**ASSIGNED TASK**.
Return all of the data exactly, with nothing left out but the pictures.

**PROVIDED DATA**.
--

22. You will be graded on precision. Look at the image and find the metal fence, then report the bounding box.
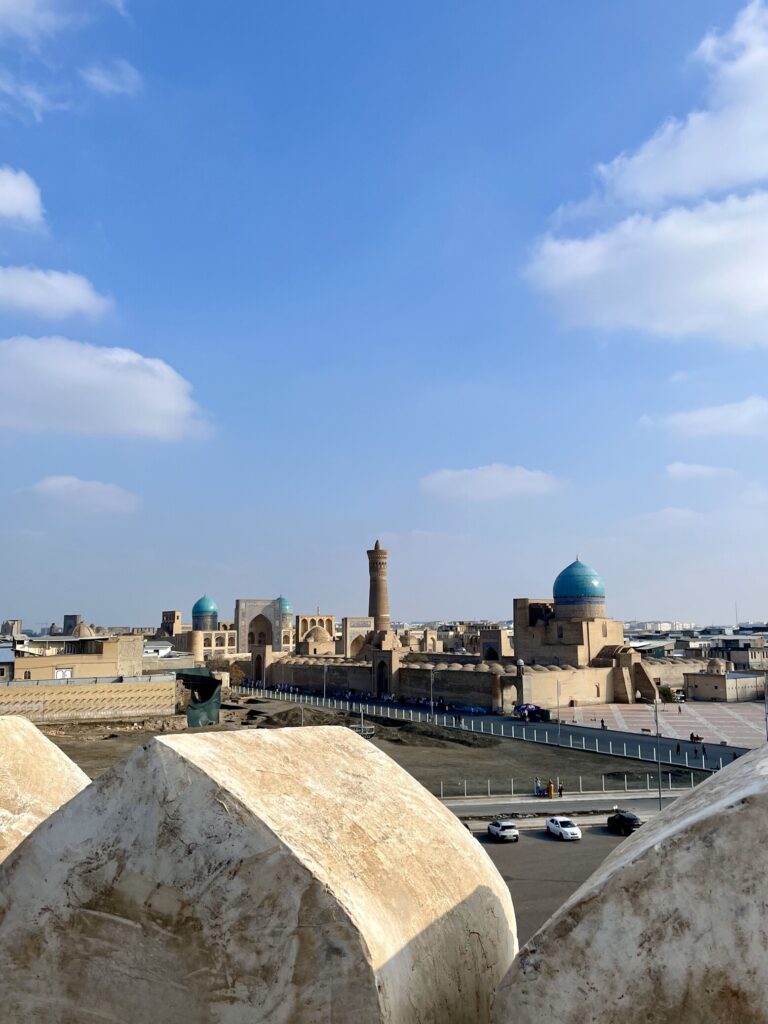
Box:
[230,685,722,787]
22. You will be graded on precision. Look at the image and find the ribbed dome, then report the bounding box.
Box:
[306,625,332,643]
[192,595,218,616]
[553,560,605,602]
[71,621,95,638]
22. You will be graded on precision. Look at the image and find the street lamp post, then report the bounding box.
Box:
[429,667,434,723]
[323,663,328,700]
[557,680,561,747]
[653,698,663,811]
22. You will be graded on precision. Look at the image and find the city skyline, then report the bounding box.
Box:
[1,0,766,625]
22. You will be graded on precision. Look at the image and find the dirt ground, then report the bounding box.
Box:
[45,696,707,798]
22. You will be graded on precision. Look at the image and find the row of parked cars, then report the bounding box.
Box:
[484,809,643,843]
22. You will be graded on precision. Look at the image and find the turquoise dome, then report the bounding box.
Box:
[192,595,218,617]
[553,560,605,603]
[277,595,293,614]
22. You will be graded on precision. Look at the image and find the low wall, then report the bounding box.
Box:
[0,680,178,723]
[270,660,375,694]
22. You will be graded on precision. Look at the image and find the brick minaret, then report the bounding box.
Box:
[367,539,391,633]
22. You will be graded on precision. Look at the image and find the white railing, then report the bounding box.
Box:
[230,685,725,777]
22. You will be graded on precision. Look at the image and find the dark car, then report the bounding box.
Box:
[607,810,642,836]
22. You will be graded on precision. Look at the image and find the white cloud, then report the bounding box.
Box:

--

**RESPONSE TO THIS TASK**.
22. You will be graded on precision. Look at the image and find the metal fence, then report the bounding box.
Box:
[230,685,722,787]
22. You will be graded on precision. Look at the image and find the ribbed dome, then report the bounding box.
Box:
[306,625,332,643]
[192,595,218,616]
[553,560,605,602]
[71,621,95,638]
22. You will be graded on precision. Look at the image and find the street lamp post, then report the bounding box.
Box:
[429,667,434,723]
[323,663,328,700]
[557,680,561,747]
[653,698,663,811]
22. You will be graded on precision. Look at the image and find the city skyline, then report the bounding box.
Box:
[1,0,766,625]
22. You will be graded on precision. Look at the image and find the dirt ground, then report the bounding box.
Box:
[45,696,707,798]
22. You will be graded on precision. Look at the image and find the row of parked cars, then report the bounding box.
Box:
[484,809,643,843]
22. You will be graded on precision. Look at the image and find the turquoise dome, then report the bounding box.
Box:
[192,595,218,617]
[553,560,605,603]
[277,595,293,614]
22. You will be graded on precision. Look at the image and find the low wall, then report the bounding box.
Box:
[0,680,178,723]
[270,660,375,694]
22. You will be graded on precision. Look at the image and find the brick minaret, then report the bounding box.
Box:
[367,539,391,633]
22. You will be graded on precision. Look at the image and find the white railing, then report the bounding box.
Box:
[230,685,725,777]
22. You will be graded on precision. Look at the image and find the dark car, then report the bounding box.
Box:
[607,810,642,836]
22. You will be graded on precision. Look at the image and find the white cloud, then report the bounding box.
Box:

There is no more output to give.